(EXTRACTED ENTRIES Opens)

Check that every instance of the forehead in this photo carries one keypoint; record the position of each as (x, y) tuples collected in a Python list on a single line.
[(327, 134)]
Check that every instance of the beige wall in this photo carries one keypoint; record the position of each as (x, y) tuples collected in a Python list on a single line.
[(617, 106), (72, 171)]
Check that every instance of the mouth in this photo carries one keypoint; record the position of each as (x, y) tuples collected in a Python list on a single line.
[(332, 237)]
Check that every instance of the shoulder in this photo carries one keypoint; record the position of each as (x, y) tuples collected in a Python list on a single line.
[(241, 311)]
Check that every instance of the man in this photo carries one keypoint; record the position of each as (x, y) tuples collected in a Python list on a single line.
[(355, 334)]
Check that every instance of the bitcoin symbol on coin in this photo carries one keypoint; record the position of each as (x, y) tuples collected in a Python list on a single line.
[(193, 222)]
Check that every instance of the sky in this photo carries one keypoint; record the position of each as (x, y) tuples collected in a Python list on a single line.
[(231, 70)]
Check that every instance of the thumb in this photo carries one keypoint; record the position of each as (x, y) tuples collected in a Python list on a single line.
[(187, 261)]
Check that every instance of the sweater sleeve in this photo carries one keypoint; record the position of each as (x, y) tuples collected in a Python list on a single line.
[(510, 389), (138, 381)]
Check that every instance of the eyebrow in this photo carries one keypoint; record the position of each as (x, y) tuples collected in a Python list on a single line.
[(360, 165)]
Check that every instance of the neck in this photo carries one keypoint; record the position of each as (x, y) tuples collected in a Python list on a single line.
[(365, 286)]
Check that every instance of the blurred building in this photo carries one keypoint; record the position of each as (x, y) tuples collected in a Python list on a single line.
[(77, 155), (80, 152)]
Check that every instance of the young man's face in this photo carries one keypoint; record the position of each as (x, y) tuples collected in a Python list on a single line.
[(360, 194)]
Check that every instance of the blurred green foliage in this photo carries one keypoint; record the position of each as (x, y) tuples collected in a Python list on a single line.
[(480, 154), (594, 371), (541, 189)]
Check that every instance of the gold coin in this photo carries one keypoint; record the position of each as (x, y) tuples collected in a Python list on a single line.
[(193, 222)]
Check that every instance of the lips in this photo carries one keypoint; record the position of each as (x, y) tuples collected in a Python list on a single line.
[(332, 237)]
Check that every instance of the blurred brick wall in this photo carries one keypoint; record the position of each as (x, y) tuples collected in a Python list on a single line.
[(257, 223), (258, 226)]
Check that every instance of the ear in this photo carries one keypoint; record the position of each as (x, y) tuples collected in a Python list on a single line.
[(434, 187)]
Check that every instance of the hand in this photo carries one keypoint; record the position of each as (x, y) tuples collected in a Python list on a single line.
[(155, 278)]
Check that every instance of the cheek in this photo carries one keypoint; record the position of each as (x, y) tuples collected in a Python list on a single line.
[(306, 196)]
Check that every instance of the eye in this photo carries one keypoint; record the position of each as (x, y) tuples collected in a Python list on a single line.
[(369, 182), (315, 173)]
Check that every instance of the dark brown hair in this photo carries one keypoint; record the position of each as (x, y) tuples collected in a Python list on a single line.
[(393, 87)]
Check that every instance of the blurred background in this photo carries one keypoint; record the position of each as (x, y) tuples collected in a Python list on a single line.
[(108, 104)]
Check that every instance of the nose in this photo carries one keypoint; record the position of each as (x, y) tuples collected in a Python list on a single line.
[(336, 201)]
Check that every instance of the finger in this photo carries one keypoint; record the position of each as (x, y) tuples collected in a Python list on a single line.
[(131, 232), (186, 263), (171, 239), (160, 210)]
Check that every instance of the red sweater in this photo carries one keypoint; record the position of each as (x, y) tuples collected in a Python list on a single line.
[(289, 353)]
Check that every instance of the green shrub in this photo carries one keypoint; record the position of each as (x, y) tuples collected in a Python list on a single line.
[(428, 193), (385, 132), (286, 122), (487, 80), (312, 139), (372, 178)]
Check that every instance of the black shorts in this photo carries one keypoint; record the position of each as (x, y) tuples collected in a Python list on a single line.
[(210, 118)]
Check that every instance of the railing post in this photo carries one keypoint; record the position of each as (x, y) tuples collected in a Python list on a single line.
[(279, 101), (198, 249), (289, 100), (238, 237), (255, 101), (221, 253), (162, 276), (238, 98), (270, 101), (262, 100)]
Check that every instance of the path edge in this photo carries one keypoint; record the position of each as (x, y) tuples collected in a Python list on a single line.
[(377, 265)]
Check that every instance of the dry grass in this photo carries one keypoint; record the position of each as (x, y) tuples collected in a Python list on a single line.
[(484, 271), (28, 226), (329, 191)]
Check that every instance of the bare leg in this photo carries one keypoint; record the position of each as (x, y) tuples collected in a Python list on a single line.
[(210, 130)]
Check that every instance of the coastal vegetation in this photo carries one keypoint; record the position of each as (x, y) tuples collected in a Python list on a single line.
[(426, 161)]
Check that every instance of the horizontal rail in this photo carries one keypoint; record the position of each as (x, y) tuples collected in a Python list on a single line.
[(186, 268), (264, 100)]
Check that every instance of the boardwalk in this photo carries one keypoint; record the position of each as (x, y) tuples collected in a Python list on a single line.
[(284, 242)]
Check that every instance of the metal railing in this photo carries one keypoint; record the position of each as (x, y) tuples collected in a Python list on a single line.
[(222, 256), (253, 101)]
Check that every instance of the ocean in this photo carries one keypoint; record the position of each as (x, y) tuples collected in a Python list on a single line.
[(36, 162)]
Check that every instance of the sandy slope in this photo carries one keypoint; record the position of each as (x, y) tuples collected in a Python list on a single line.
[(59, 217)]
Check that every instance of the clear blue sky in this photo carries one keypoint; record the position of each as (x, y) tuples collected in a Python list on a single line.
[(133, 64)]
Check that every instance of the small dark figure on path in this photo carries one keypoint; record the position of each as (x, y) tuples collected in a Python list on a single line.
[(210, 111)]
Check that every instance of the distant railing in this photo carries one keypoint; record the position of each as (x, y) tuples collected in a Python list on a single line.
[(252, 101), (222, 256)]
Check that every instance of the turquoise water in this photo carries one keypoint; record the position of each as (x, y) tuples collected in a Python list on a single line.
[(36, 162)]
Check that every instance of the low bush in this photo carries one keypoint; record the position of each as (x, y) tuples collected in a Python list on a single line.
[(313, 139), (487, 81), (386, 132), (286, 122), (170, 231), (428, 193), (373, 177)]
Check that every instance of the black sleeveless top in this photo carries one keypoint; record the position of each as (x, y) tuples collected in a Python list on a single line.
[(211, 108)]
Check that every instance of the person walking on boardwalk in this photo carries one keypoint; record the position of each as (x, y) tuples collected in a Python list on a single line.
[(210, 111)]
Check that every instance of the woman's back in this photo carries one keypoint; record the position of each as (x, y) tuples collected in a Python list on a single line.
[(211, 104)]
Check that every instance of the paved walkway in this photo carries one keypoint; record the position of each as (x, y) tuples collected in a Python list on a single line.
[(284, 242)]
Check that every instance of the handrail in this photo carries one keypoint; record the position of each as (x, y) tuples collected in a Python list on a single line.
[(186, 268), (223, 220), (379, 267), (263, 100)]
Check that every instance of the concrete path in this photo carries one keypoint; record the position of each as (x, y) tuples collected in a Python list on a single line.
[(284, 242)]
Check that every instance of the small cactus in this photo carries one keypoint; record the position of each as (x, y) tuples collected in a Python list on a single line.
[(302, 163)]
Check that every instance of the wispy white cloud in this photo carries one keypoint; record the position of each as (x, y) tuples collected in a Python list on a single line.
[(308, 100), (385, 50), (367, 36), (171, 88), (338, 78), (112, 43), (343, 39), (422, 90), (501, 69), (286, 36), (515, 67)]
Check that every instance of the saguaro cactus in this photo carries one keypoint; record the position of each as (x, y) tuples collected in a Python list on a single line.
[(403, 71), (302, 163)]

(EXTRACTED ENTRIES Closes)

## AIM OF THE EXERCISE:
Leaving nothing out, print each line above exactly.

## WRITTEN ANSWER:
Check that every instance of the forehead in this photo carries one keypoint; record the position of each as (x, y) tuples collected in a Python list on a single line.
[(327, 134)]
Check that every instance of the beige wall in this photo carries one keypoint; record the position of each as (x, y) tuples collected in a Python list on a single line.
[(617, 106), (72, 171)]
Check that every instance of the mouth in this photo carries one keypoint; record the position of each as (x, y) tuples collected in a Python list on a single line.
[(332, 237)]
Check that every instance of the shoulder in this photo carries one keypoint; record the position of each as (x, y) tuples collected in a Python list on a single line.
[(241, 311)]
Check that every instance of the man in this photo carries one keypoint; record the position of each as (x, y) tuples collected in a Python list on a single line.
[(355, 334)]
Check that every instance of the bitcoin symbol on coin in this photo carries one keypoint; record the position of each as (x, y) tuples collected in a Python list on a single line.
[(193, 222)]
Check that every instance of the sky in this photo carries one keypoint; record the position of each as (x, y) tuples collected in a Python list on a single line.
[(231, 70)]
Check that every instance of the thumb in this photo carries one keypoint; record the position of each as (x, y) tuples collected in a Python list on a single line.
[(187, 261)]
Check that every instance of the sweater sleeve in this photo carries one keypoint; record the position of each as (x, y) tuples collected in a Python list on a single line.
[(510, 389), (138, 381)]
Check that every instance of the eyebrow in this photo carries one keypoint; record the position of each as (x, y) tuples collected in a Python list on a single line.
[(360, 165)]
Check that every instance of the neck in this photo carries one keypoint; record the position of each as (x, y) tuples collected in a Python list on a single line.
[(365, 286)]
Check that every instance of the blurred building in this photo carries one keypoint; record the position of each as (x, y) tuples collected in a Python list on a single line.
[(77, 155), (80, 152)]
Check that every instance of the young man's face in this photo carries one keypoint; record the position of each as (x, y) tuples collected in a Python list on a single line.
[(360, 194)]
Check that every instance of the blurred green foliage in this photo carries one keypoint; record the position of each as (x, y) tuples collected in a Python list on a single line.
[(480, 154), (594, 371), (541, 189)]
Check that every instance of the gold coin in this photo carries one keypoint; record the position of each as (x, y) tuples collected in a Python list on a single line.
[(193, 222)]
Check that every instance of the lips in this photo carries one keypoint; record the position of each as (x, y) tuples collected in a Python list on a single line.
[(332, 237)]
Check that every instance of the blurred brick wall in this photo carries one keypoint; record the position of each as (x, y) tuples collected in a Python list on a single line.
[(257, 223), (258, 226)]
Check that every instance of the ear in this photo carries one keypoint; record the position of each as (x, y) tuples collected in a Python list on a single line.
[(434, 187)]
Check that every instance of the hand in this photo carries one keypoint; record the position of each as (x, y) tuples collected in a Python list on a single line.
[(155, 278)]
Check that every instance of the cheek in this photo carries one keypoint; record the position of each as (x, y) tuples collected in a Python list on a single line.
[(306, 196)]
Check that every instance of the eye in this photo carries one keypoint; record the position of each as (x, y) tuples collected in a Python list on a single line.
[(369, 182), (315, 173)]
Check that every instance of the dark brown hair in this photo carries one keypoint; record the position of each as (x, y) tuples collected in a Python list on a single line.
[(393, 87)]
Check that every instance of the blurred background in this photo carries one keypoint; record the position of each as (x, y) tuples collected in a Python list on a single line.
[(108, 104)]
Check that every instance of the nose in this photo carries one keypoint; record the position of each as (x, y) tuples collected in a Python list on a single line.
[(336, 201)]
Check that every instance of the finger in this photo carries one keypoint; record the position of each as (x, y) tuples collected in a Python list on a single line.
[(131, 232), (186, 263), (171, 239), (160, 210)]
Check that every instance of the red sweater in this photo carries one keypoint; record the position of each as (x, y) tuples collected in a Python list on a single line.
[(289, 353)]
Check that every instance of the green shrub in this photo carries one keypoint; record the position of each as (x, y) tuples collected in a Python list on a single line.
[(428, 193), (385, 132), (286, 122), (487, 80), (312, 139), (372, 178)]
Check that every instance of the black shorts in this photo carries one keypoint; record the position of each as (x, y) tuples collected in a Python list on a single line.
[(210, 118)]
Check that every instance of the railing post in this photo carries one keypoint; record the position of each as (x, y) tuples collected in a Python list on a single line.
[(279, 101), (198, 249), (289, 100), (238, 237), (255, 101), (221, 253), (162, 276), (238, 98), (270, 101), (262, 100)]
Check that every instance of the path edge in this photo carries one keypoint; record the position of each as (x, y) tuples collected in a Python list on a single line.
[(377, 265)]
Check that every instance of the dry grass in this photo carries one keypoint; record the position of each as (x, y) tuples collected in a Python list on a single line.
[(484, 271), (28, 226), (329, 191)]
Check that every instance of the bare leg in this photo carries one keypoint; record the position of each as (x, y) tuples collected in a Python list on a single line.
[(210, 130)]
Check that every instance of the coastal vegetation in this photo carries one keypoint; record the position of each as (x, y) tuples collected in a Python list on a single line.
[(426, 161)]
Check that every instance of the horizontal rail in this photo carries one keypoint; record the position of each as (x, y) tuples collected in a Python list on a single line.
[(186, 268), (264, 100)]
Check that every instance of the boardwalk in this photo carries one keypoint; record the position of each as (x, y) tuples collected in a Python list on a single line.
[(284, 242)]
Check that every instance of the metal railing in this photo carries one keypoint; record the position of each as (x, y) tuples collected in a Python list on a single line.
[(222, 256), (253, 101)]
Check that every instance of the ocean in this photo carries one keypoint; record the position of each as (x, y) tuples collected in a Python list on a single line.
[(36, 162)]
Check that every instance of the sandy slope in this photo carries one keypoint; record the position of each as (x, y) tuples collected in a Python list on a single line.
[(59, 217)]
Check that every instance of the clear blue sky in this photo carries one keypoint; record the position of each as (x, y) tuples collected in a Python list on a single line.
[(133, 64)]
Check that every instance of the small dark figure on path in this photo carries one keypoint; record the position of each as (x, y) tuples collected in a Python list on a single line.
[(210, 111)]
Check that every instance of the distant railing in this photo carries one keypoint; record the position of each as (x, y) tuples collected in a Python list on a single line.
[(252, 101), (222, 256)]
Check that every instance of the turquoise water in this photo carries one keypoint; record the position of each as (x, y) tuples collected in a Python list on a single line.
[(36, 162)]
Check that every instance of the low bush in this photo carries one keypoint; record the position of each as (x, y) tuples collected in a Python list on a single line.
[(313, 139), (487, 81), (386, 132), (286, 122), (170, 231), (428, 193), (373, 177)]
Check that every instance of the black sleeveless top in this photo carries one keypoint; record the position of each as (x, y) tuples collected in a Python list on a single line.
[(211, 108)]
Check that every instance of the person walking on boardwalk in this photo carries one keypoint; record the position of each as (x, y) tuples collected in a Python list on a single line.
[(210, 111)]
Check that every instance of the woman's back in this photo carries one keypoint; record the position of each as (x, y) tuples collected in a Python list on a single line.
[(211, 104)]
Check that every instance of the paved walkway in this photo carries one keypoint; record the position of each as (x, y) tuples collected in a Python list on a single line.
[(284, 242)]
Check that every instance of the handrail in this photo carries one keypoint; record the position of each as (x, y) tuples collected in a Python list on a single line.
[(186, 268), (223, 220), (379, 267), (263, 100)]
Check that every instance of the concrete path in this photo carries one keypoint; record the position of each as (x, y) tuples collected in a Python list on a single line.
[(284, 242)]
Check that every instance of the small cactus in this photo carries one keypoint; record the position of each as (x, y) tuples collected in a Python list on a single line.
[(302, 163)]
Check that every instance of the wispy white cloud in this photo carries one keypoint; record the position of each as (x, y) tuples collected in a Python list on a single line.
[(308, 100), (385, 50), (367, 36), (171, 88), (338, 78), (112, 43), (343, 39), (422, 90), (501, 69), (286, 36), (515, 67)]
Check that every instance of the saguaro cactus in this photo carries one keypoint; record the position of each as (x, y) tuples collected in a Python list on a single line.
[(403, 71), (302, 163)]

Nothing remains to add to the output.